▸ Available records:
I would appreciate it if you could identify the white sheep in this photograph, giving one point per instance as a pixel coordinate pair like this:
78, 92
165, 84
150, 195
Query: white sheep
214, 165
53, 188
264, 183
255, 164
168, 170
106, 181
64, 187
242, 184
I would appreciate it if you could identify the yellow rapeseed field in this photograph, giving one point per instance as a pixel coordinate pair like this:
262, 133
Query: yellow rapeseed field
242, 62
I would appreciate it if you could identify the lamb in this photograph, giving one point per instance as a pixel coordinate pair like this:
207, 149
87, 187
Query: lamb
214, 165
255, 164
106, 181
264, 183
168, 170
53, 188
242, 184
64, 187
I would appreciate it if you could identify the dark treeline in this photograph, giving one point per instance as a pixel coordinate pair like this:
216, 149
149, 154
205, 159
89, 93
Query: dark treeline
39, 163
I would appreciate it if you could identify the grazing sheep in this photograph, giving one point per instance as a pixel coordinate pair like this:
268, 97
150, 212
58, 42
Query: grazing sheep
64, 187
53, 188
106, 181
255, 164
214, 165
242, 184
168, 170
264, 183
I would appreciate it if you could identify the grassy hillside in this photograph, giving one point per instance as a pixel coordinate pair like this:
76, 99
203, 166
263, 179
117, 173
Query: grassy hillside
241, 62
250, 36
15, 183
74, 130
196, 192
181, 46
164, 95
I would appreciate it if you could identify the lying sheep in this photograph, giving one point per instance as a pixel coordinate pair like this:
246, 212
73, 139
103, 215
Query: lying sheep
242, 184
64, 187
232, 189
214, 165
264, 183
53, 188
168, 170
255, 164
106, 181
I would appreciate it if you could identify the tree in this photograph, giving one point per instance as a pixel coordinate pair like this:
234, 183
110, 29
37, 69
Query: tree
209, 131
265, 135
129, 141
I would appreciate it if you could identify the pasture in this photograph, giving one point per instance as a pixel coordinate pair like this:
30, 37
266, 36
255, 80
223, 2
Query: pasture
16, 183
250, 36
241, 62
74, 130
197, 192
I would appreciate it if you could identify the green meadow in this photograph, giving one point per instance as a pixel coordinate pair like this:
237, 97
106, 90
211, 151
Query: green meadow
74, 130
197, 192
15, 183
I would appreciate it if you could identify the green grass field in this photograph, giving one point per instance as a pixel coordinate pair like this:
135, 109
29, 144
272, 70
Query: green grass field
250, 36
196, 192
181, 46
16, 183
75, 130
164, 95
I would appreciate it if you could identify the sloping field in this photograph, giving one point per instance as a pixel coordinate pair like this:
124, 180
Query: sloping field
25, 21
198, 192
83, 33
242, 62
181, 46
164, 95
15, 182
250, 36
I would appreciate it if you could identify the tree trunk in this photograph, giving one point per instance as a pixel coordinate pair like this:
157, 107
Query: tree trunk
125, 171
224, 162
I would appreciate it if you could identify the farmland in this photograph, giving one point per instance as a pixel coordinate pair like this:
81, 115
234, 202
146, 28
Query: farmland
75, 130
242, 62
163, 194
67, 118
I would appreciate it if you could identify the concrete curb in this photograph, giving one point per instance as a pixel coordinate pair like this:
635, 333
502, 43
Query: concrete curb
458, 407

▸ Exercise brief: Give back each line above precisely as it stands.

▸ Solved problem:
I would appreciate it if you could identify the white sheep in this photograph, giving one point per instance as a pixel coordinate pair like this:
78, 92
165, 84
150, 195
Query: white sheep
214, 165
53, 188
264, 183
255, 164
168, 170
106, 181
64, 187
242, 184
I would appreciate it if you could identify the yellow rapeseed field in this photograph, giving one point per instance as a pixel coordinate pair like this:
262, 133
Query: yellow rapeseed field
242, 62
I would appreciate it if you could identify the lamb in this photograph, giving one point per instance as a pixel coordinate pair like this:
207, 149
87, 187
Query: lamb
214, 165
255, 164
106, 181
264, 183
168, 170
53, 188
242, 184
64, 187
I would appreciate it if you could identify the dark treeline in this photograph, giving one point per instance as a pixel coordinate pair like this:
216, 149
149, 154
205, 159
89, 93
Query: dark treeline
39, 163
I would appreciate it if you could identify the grazing sheep in this photograph, giving one point per instance as a pixel coordinate pair like this:
268, 97
150, 212
58, 42
Query: grazing sheep
64, 187
53, 188
106, 181
255, 164
214, 165
242, 184
168, 170
264, 183
I would appreciate it if you could identify the grassy hillside in this photograph, giving one point per instance as a pixel coordinate pair like this:
76, 99
203, 166
263, 179
117, 173
Query: grassy hillside
241, 62
250, 36
15, 183
74, 130
196, 192
181, 46
164, 95
I would appreciate it if you could identify the lying sheep in this photograph, giving one point per instance as a pixel coordinate pair like this:
246, 212
73, 139
103, 215
Query: lying sheep
242, 184
64, 187
232, 189
214, 165
264, 183
53, 188
168, 170
255, 164
106, 181
I would appreciate it if you could identify the tree in this photograph, giving one point per instance as a pixel coordinate pair like this:
234, 183
110, 29
37, 69
Query: tree
209, 131
265, 135
129, 141
I would appreciate it if you could identify the pasture in this photograph, giving one point per instance as a pixel coordinate pair like this:
30, 37
266, 36
255, 80
223, 2
Query: pasture
16, 183
250, 36
241, 62
74, 130
197, 192
I would appreciate it if you could identify the green meadow in this photograph, giving one point per instance as a pixel coordinate pair like this:
237, 97
106, 90
211, 151
Query: green meadow
74, 130
197, 192
15, 183
I would appreciate it if you could identify the green grass field in this photograph, giving one point per instance as a pixel coordinate pair like this:
135, 109
29, 144
272, 70
Query: green grass field
250, 36
196, 192
181, 46
16, 183
75, 130
164, 95
I would appreciate it if you could identify the sloping field in this photograph, giving one point per instance as a pixel coordinate pair like this:
124, 180
Query: sloping field
25, 21
198, 192
83, 33
242, 62
181, 46
164, 95
15, 182
250, 36
I would appreciate it if you could identify the tree trunk in this photograph, giving one point per instance as a pixel coordinate pair like this:
157, 107
Query: tree trunk
125, 171
224, 162
I would appreciate it if you could identify the farmland in this photograph, giving one point per instance as a pixel coordinate pair like this:
81, 115
234, 202
146, 28
Query: farmland
75, 130
242, 62
163, 194
67, 118
I would appreciate it if you could identify the concrete curb in this photograph, giving one point per instance as a pixel coordinate pair like this:
635, 333
502, 43
Query: concrete curb
458, 407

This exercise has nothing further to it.